Segment Open

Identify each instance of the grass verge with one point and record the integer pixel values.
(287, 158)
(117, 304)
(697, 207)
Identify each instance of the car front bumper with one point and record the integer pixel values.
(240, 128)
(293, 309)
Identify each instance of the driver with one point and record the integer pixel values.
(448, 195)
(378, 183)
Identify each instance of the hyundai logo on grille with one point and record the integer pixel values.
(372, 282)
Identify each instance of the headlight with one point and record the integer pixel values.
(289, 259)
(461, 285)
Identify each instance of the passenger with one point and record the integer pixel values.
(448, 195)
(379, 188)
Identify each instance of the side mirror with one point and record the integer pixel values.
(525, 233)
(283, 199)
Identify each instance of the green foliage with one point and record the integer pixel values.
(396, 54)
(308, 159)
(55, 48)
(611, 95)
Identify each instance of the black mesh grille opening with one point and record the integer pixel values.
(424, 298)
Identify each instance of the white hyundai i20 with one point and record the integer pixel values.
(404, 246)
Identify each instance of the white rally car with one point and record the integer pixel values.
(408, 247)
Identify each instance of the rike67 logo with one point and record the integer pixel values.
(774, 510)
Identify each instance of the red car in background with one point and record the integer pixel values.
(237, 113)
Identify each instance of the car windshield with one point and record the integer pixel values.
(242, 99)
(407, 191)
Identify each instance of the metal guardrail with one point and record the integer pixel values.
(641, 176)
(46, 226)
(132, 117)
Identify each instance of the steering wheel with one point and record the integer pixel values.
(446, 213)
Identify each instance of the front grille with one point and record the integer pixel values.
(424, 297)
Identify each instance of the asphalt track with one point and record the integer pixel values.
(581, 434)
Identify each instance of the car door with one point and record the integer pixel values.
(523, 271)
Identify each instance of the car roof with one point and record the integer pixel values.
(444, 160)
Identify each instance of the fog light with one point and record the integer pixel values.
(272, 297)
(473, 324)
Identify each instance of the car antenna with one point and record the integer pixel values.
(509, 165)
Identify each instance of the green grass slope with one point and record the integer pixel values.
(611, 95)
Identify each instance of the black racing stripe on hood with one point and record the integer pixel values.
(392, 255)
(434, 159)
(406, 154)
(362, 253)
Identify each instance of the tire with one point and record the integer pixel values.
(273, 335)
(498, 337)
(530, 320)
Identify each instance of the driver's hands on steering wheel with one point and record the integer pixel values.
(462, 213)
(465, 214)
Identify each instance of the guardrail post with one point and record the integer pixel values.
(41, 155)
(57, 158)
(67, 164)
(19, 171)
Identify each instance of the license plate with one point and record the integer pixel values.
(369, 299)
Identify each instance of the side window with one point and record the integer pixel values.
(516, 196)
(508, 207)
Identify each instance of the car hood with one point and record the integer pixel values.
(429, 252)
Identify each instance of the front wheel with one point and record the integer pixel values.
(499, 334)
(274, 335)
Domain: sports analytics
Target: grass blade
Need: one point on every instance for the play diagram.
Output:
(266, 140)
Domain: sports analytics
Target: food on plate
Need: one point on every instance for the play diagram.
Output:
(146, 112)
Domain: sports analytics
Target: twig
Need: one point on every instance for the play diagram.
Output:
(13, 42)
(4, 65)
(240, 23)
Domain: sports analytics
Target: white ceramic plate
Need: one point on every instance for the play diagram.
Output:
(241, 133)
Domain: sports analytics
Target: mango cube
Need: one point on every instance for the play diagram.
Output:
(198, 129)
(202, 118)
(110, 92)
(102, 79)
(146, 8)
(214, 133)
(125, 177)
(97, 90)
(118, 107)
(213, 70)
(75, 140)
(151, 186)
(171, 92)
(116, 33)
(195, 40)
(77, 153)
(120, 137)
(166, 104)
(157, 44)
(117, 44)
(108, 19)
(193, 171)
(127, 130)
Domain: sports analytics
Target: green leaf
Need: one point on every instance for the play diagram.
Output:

Segment Closed

# [TO DO]
Repeat the listing above exactly, line for line.

# [ANSWER BELOW]
Identify each instance of the grass verge with one point and record the integer pixel values.
(287, 158)
(117, 304)
(697, 207)
Identify each instance of the car front bumper with one point and record the integer pixel values.
(240, 128)
(293, 309)
Identify each instance of the driver with one point and record the integer pixel values.
(448, 195)
(378, 183)
Identify each instance of the hyundai logo on grille with one point and record the integer pixel values.
(372, 282)
Identify each instance of the headlight with one point and record the integer pixel values.
(289, 259)
(461, 285)
Identify each instance of the passenger with one point and record the integer pixel values.
(448, 195)
(379, 188)
Identify each instance of the side mirror with one point and record the integer pixel values.
(525, 233)
(283, 199)
Identify each instance of the green foliage with one point and record the integer pixel values.
(396, 54)
(308, 159)
(55, 48)
(611, 95)
Identify each instance of the black mesh grille opening with one point and record the integer pixel values.
(424, 298)
Identify each instance of the white hyundai i20 with one point and record the integer pixel values.
(404, 246)
Identify each instance of the white rally car with one point and record the integer pixel values.
(408, 247)
Identify each instance of the rike67 logo with one point and record the integer pixel values.
(774, 510)
Identify each instance of the red car in background with one point and record the integer pixel values.
(237, 113)
Identify each instance of the car windshield with one point and record the integer pixel values.
(242, 99)
(407, 191)
Identify each instance of the metal guardrail with one point and record the integer pixel values.
(641, 176)
(46, 226)
(132, 117)
Identify each instance of the steering wheel with one point and record the integer pixel values.
(446, 213)
Identify each instance of the front grille with one point and record the integer pixel values.
(424, 297)
Identify each instance of the asphalt track with one point and record the integer pixel values.
(581, 434)
Identify each instance of the car door with one point and record the integer pixel values.
(523, 271)
Identify each instance of the car roof with one point and record the integer pixel values.
(444, 160)
Identify each instance of the fog light with one point and record the integer pixel values.
(272, 297)
(473, 324)
Identify each instance of the car antenna with one point and record the integer pixel values.
(509, 165)
Identify each instance of the green grass slope with one point and record the integer pixel values.
(611, 95)
Identify each instance of the black racing stripe on hood with one point and record the integer pixel values.
(392, 255)
(434, 159)
(406, 154)
(362, 253)
Identify each instance of the tire with one point and record the integer pixel values.
(273, 335)
(498, 337)
(530, 320)
Identify each instance of the driver's hands on steering wheel with one point and record the integer pixel values.
(462, 213)
(465, 214)
Identify each instance of the guardrail post with one point and record the integer pixel values.
(41, 155)
(57, 158)
(67, 164)
(19, 171)
Identify each instance of the license plate with one point and record the integer pixel values.
(369, 299)
Identify each instance of the side window with one point and record the integer pixel values.
(516, 196)
(508, 207)
Identify each instance of the car hood with one point and record the integer pixel values.
(429, 252)
Identify each instance of the front wheel with one point and record the integer pixel values.
(499, 334)
(274, 335)
Domain: sports analytics
Target: grass blade
Need: one point on every instance for the play diagram.
Output:
(266, 140)
Domain: sports analytics
Target: food on plate
Need: one point on every instance for the play diagram.
Output:
(146, 112)
Domain: sports analytics
Target: twig
Need: one point on every instance for the play diagram.
Output:
(13, 42)
(4, 65)
(240, 23)
Domain: sports analytics
Target: white ceramic plate
Need: one point on every instance for the play diagram.
Output:
(241, 133)
Domain: sports analytics
Target: mango cube
Need: one point on every instance for the play diagram.
Output:
(198, 129)
(202, 118)
(110, 92)
(102, 79)
(146, 8)
(214, 133)
(125, 177)
(97, 90)
(118, 107)
(213, 70)
(75, 140)
(151, 186)
(171, 92)
(116, 33)
(195, 40)
(77, 153)
(120, 137)
(166, 104)
(157, 44)
(117, 44)
(108, 19)
(193, 171)
(127, 130)
Domain: sports analytics
Target: green leaf
Need: one point on every instance for the play diagram.
Output:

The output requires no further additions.